* **TRY IT**
Print every line below without adding or leaving out a single word.

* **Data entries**
____

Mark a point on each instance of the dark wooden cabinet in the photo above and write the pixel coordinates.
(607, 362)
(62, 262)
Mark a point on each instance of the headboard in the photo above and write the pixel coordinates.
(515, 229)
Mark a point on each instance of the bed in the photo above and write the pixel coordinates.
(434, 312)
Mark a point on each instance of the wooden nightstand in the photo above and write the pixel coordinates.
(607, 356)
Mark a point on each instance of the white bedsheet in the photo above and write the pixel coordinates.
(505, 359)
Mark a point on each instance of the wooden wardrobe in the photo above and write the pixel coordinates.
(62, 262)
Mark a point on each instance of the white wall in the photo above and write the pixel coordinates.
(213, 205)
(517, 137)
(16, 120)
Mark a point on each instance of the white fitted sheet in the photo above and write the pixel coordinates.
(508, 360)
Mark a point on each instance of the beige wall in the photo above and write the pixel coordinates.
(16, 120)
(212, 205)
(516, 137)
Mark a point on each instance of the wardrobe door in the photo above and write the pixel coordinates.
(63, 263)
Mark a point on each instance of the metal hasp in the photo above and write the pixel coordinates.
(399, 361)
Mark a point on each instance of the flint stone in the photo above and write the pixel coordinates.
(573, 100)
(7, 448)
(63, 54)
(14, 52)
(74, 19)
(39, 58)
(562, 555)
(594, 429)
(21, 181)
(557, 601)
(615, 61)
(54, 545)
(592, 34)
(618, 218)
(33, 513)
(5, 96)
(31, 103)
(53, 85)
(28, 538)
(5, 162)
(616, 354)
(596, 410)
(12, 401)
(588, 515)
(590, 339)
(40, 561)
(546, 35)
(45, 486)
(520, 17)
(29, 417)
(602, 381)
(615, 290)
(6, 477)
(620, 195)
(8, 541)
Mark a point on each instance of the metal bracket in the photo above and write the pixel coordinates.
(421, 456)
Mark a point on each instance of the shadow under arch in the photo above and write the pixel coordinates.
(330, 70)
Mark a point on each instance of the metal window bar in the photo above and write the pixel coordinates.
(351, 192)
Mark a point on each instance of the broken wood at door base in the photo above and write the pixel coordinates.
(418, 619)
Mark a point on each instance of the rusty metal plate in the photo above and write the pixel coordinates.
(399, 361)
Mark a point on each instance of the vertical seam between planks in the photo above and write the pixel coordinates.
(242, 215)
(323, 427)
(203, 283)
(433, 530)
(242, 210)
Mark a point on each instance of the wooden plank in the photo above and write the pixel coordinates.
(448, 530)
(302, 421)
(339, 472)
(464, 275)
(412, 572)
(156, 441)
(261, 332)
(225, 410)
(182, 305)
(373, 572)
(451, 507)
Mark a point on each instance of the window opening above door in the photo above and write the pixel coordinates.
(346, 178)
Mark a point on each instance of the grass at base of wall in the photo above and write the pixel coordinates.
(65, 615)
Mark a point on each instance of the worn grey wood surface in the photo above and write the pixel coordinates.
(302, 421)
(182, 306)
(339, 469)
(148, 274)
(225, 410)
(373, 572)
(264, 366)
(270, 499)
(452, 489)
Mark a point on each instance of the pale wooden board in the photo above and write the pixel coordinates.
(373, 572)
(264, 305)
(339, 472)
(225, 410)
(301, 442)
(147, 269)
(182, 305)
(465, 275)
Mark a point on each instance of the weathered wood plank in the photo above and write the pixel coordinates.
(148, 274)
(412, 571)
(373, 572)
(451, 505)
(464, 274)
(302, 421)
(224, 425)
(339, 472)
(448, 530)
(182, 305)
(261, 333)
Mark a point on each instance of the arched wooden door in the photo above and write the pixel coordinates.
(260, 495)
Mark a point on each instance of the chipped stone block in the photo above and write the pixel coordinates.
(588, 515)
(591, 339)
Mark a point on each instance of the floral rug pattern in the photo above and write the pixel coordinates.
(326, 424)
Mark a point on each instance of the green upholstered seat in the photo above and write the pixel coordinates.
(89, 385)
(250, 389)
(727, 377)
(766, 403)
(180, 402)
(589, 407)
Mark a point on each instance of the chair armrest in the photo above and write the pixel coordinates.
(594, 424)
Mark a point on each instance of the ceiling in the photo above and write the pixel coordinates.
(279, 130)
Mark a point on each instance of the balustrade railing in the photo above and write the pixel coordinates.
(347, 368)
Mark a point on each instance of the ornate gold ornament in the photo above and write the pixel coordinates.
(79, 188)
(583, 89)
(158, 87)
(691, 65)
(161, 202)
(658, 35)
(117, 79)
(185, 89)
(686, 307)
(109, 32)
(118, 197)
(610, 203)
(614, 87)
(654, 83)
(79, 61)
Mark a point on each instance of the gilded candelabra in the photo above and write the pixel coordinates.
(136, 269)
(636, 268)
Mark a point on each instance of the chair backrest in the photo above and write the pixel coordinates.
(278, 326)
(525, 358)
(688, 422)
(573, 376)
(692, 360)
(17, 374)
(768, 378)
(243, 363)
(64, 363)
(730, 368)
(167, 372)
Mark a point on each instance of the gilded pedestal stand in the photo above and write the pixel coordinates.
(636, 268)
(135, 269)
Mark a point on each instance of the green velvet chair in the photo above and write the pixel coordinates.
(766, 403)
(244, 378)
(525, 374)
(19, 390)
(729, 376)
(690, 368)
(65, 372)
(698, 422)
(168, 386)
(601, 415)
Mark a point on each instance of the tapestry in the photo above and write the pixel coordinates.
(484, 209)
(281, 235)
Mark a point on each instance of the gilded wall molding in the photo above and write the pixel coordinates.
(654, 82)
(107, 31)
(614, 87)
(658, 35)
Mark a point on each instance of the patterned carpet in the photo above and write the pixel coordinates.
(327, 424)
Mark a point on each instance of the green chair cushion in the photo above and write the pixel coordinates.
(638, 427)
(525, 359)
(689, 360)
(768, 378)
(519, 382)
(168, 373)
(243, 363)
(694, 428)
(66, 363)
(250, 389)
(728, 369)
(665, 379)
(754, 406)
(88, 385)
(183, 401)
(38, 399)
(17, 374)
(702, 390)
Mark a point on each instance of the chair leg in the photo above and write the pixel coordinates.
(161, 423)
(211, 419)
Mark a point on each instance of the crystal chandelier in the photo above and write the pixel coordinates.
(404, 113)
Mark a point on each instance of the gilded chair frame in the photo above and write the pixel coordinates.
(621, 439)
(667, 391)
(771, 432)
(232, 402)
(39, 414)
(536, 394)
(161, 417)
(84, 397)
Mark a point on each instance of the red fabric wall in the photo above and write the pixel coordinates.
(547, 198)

____

* **RESULT**
Mark a point on each instance of the dark wooden cabinet in the photo above and write the pixel coordinates.
(607, 362)
(62, 262)
Mark a point on each instance of the headboard in the photo above and write the pixel coordinates.
(515, 229)
Mark a point on each instance of the bed in the photo above and write the pixel coordinates.
(434, 312)
Mark a point on each instance of the wooden nightstand in the photo above and write the pixel coordinates.
(607, 356)
Mark a point on each instance of the white bedsheet in the photo above and write the pixel coordinates.
(505, 359)
Mark a point on each instance of the wooden wardrobe in the photo above and write the pixel coordinates.
(62, 262)
Mark a point on each instance of the white wall in the photo above and write the pixel coordinates.
(213, 205)
(517, 137)
(16, 120)
Mark a point on each instance of the white fitted sheet in the photo above and write the pixel coordinates.
(508, 360)
Mark a point on each instance of the beige wall in the photo above and write the pixel coordinates.
(16, 120)
(212, 205)
(516, 137)
Mark a point on each instance of the wardrobe door in the photo above and write the pixel coordinates.
(63, 263)
Mark a point on each instance of the metal hasp in the photo above and write the pixel coordinates.
(399, 361)
Mark a point on each instance of the flint stone in the photo above and write the pixel coordinates.
(573, 100)
(7, 448)
(63, 54)
(14, 52)
(74, 19)
(39, 58)
(562, 555)
(594, 429)
(21, 181)
(557, 601)
(615, 61)
(54, 545)
(592, 34)
(618, 218)
(33, 513)
(5, 96)
(31, 103)
(53, 85)
(28, 538)
(5, 162)
(616, 354)
(596, 410)
(12, 401)
(588, 515)
(590, 339)
(40, 561)
(546, 35)
(45, 486)
(520, 17)
(29, 417)
(602, 381)
(615, 290)
(6, 477)
(620, 195)
(8, 541)
Mark a point on each instance of the metal bracket in the photo above and write the pixel coordinates.
(421, 456)
Mark a point on each instance of the shadow under arch in the photo above and write the pixel coordinates.
(330, 70)
Mark a point on each instance of the metal window bar in the photo above and write the pixel coordinates.
(351, 192)
Mark a point on each instance of the broken wood at door base in the photo above and write the pixel coordinates.
(418, 619)
Mark a point on each instance of the rusty metal plate in the photo above and write the pixel coordinates.
(399, 361)
Mark a point on each instance of the vertical seam between planks in the photo above and write the pixel coordinates.
(242, 215)
(323, 427)
(203, 283)
(433, 530)
(242, 210)
Mark a point on each instance of the wooden plank in the photo above and write the pixel coordinates.
(448, 530)
(302, 421)
(339, 472)
(464, 275)
(412, 572)
(156, 441)
(261, 332)
(225, 410)
(182, 305)
(373, 572)
(451, 507)
Mark a point on each instance of the window opening above door in the photo above and write the pixel coordinates.
(346, 178)
Mark a point on each instance of the grass at base of wall in the photo above and write the pixel coordinates.
(65, 615)
Mark a point on each instance of the worn grey wood surface in the photo above and write the pixel coordinates.
(302, 421)
(182, 306)
(339, 469)
(148, 274)
(225, 410)
(373, 572)
(264, 366)
(270, 499)
(452, 489)
Mark a point on each instance of the pale wooden board in the photo above and write the pixel coordinates.
(373, 572)
(264, 305)
(339, 472)
(225, 410)
(301, 442)
(147, 269)
(182, 305)
(465, 275)
Mark a point on each instance of the weathered wood plank in the photo above and write the pixel coordinates.
(148, 274)
(412, 571)
(373, 572)
(451, 505)
(464, 274)
(302, 421)
(224, 425)
(339, 472)
(448, 530)
(182, 305)
(261, 333)
Mark a point on each instance of the arched wooden door in the photo above and write the pixel coordinates.
(260, 495)
Mark a point on each instance of the chipped stone block in the photo above and write the pixel coordinates.
(588, 515)
(591, 339)
Mark a point on each instance of the floral rug pattern in the photo above and write the pixel coordinates.
(326, 424)
Mark a point on each instance of the green upholstered seat in the photo above and write the pixel coordinates.
(89, 385)
(250, 389)
(727, 377)
(766, 403)
(180, 402)
(589, 407)
Mark a point on each instance of the chair armrest in the photo above and write the pixel coordinates.
(594, 424)
Mark a point on each instance of the ceiling in the photo above and write the pixel coordinates.
(279, 130)
Mark a point on each instance of the balustrade railing in the photo above and write the pixel coordinates.
(347, 368)
Mark a point on each instance of the ornate gold ornament in the photo above and write the pixel coordinates.
(79, 188)
(583, 89)
(158, 87)
(691, 65)
(161, 202)
(658, 35)
(117, 79)
(185, 89)
(686, 307)
(109, 32)
(118, 197)
(610, 203)
(614, 87)
(654, 83)
(79, 61)
Mark a point on each instance of the gilded candelabra in the photo above and write the pixel coordinates.
(136, 269)
(636, 268)
Mark a point on each instance of the chair backrest in the photo above and write the pixel coordinates.
(278, 326)
(525, 358)
(688, 422)
(573, 376)
(692, 360)
(17, 374)
(768, 378)
(243, 363)
(64, 363)
(730, 368)
(167, 372)
Mark a point on each instance of the gilded pedestal stand in the photo above and write the pixel coordinates.
(636, 268)
(135, 269)
Mark a point on each instance of the green velvet chair in the photo above and write the pixel coordinates.
(766, 403)
(244, 378)
(525, 374)
(19, 390)
(729, 376)
(690, 368)
(65, 372)
(698, 422)
(168, 386)
(601, 415)
Mark a point on each instance of the tapestry in the photo above and write the pixel coordinates.
(484, 209)
(281, 235)
Mark a point on each instance of the gilded wall molding in the photo above and write the pixel coordinates.
(654, 82)
(107, 31)
(614, 87)
(658, 35)
Mark a point on each instance of the patterned carpet in the photo above and write the pixel coordinates.
(327, 424)
Mark a point on each instance of the green chair cushion in the photo above and write the pixel coordinates.
(638, 427)
(525, 359)
(689, 360)
(768, 378)
(519, 382)
(168, 373)
(243, 363)
(694, 428)
(66, 363)
(250, 389)
(728, 369)
(665, 379)
(754, 406)
(88, 385)
(183, 401)
(38, 399)
(17, 374)
(702, 390)
Mark a point on each instance of the chair leg in the photo above and write the pixel coordinates.
(161, 423)
(211, 419)
Mark a point on each instance of the crystal chandelier in the photo above and write the pixel coordinates.
(404, 113)
Mark a point on each instance of the gilded chair frame in the photo above and write the pixel coordinates.
(621, 439)
(667, 391)
(771, 432)
(232, 402)
(39, 414)
(536, 394)
(161, 417)
(84, 397)
Mark a point on each instance of the red fabric wall in the photo above and write the pixel coordinates.
(547, 198)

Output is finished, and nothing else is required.